Can you rewrite the entries below as a numbered list, skipping blank lines and leaving out the pictures?

RECORDS TO PROCESS:
________________________
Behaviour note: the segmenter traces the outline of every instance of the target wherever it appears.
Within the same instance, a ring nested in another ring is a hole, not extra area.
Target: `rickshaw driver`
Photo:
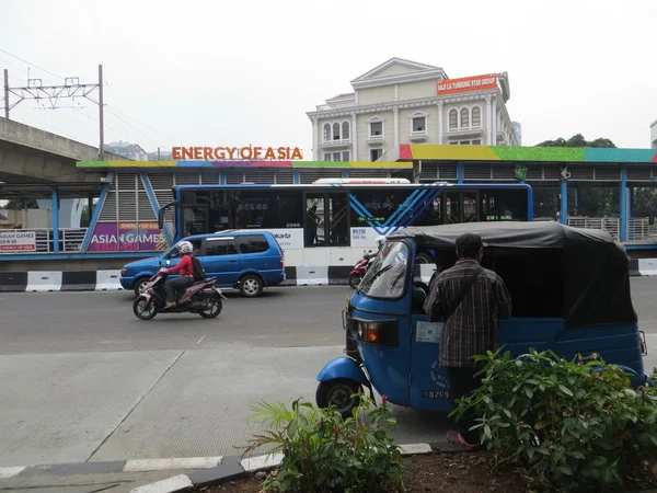
[[[472,357],[495,348],[496,322],[511,316],[511,298],[502,277],[480,265],[486,244],[479,234],[463,233],[456,245],[459,260],[433,279],[424,308],[430,322],[446,321],[439,364],[449,367],[452,399],[460,399],[480,386]],[[479,431],[470,431],[474,419],[465,413],[448,442],[477,447]]]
________________________
WRITTEN SOLUTION:
1. Behaviour note: the segmenter traces the outline of every instance of the target wherever it appears.
2. Within the same instance, a ring nested in another ring is a hole, not extra area.
3. Target: `rickshaw driver`
4. Photo:
5. [[[472,357],[495,348],[496,322],[511,316],[511,298],[502,277],[480,265],[486,244],[479,234],[463,233],[456,245],[459,260],[433,279],[424,308],[430,322],[446,321],[439,364],[449,367],[452,399],[460,399],[480,386]],[[479,431],[470,431],[474,419],[465,413],[448,442],[477,447]]]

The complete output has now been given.